Reproduce, with no alteration, the span of lines that begins at the line containing "highlight the garden" and ends at the last line of the records, both ends included, and nothing else.

(Spatial localization data)
+===+
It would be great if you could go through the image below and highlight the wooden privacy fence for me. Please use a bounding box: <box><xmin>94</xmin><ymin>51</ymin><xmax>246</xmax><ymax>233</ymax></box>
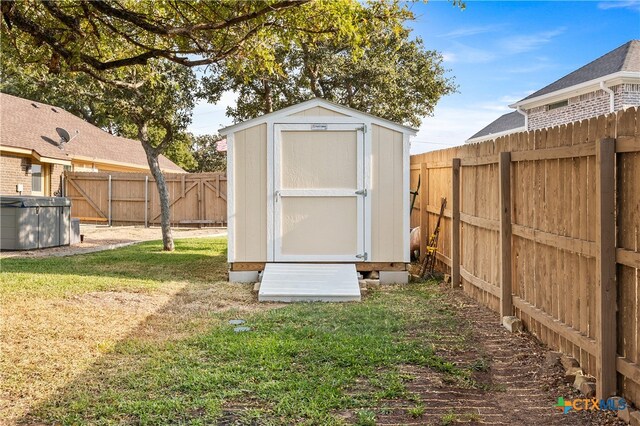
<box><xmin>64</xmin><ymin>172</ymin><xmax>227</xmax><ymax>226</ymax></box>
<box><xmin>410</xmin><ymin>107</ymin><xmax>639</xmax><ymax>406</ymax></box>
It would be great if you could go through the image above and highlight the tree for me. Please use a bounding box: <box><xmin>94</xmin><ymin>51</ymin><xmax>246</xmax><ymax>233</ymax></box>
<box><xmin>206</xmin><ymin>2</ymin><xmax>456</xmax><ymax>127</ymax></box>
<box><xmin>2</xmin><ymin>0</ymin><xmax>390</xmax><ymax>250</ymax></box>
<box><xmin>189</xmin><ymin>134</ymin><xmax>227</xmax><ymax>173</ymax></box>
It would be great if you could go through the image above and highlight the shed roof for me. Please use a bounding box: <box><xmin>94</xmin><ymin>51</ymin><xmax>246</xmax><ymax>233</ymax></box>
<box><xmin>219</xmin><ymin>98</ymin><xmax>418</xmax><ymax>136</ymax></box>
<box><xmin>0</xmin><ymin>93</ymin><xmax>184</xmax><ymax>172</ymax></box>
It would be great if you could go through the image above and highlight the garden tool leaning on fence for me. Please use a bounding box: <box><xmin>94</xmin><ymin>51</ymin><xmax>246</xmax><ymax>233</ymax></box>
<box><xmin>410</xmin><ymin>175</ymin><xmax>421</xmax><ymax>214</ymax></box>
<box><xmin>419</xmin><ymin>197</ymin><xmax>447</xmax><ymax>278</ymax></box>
+===+
OUTPUT OF THE EXERCISE
It would be great if you could go through the image above and highlight the garden tool leaning on fence for me. Please use a bounding box: <box><xmin>94</xmin><ymin>51</ymin><xmax>246</xmax><ymax>233</ymax></box>
<box><xmin>410</xmin><ymin>175</ymin><xmax>421</xmax><ymax>214</ymax></box>
<box><xmin>419</xmin><ymin>197</ymin><xmax>447</xmax><ymax>278</ymax></box>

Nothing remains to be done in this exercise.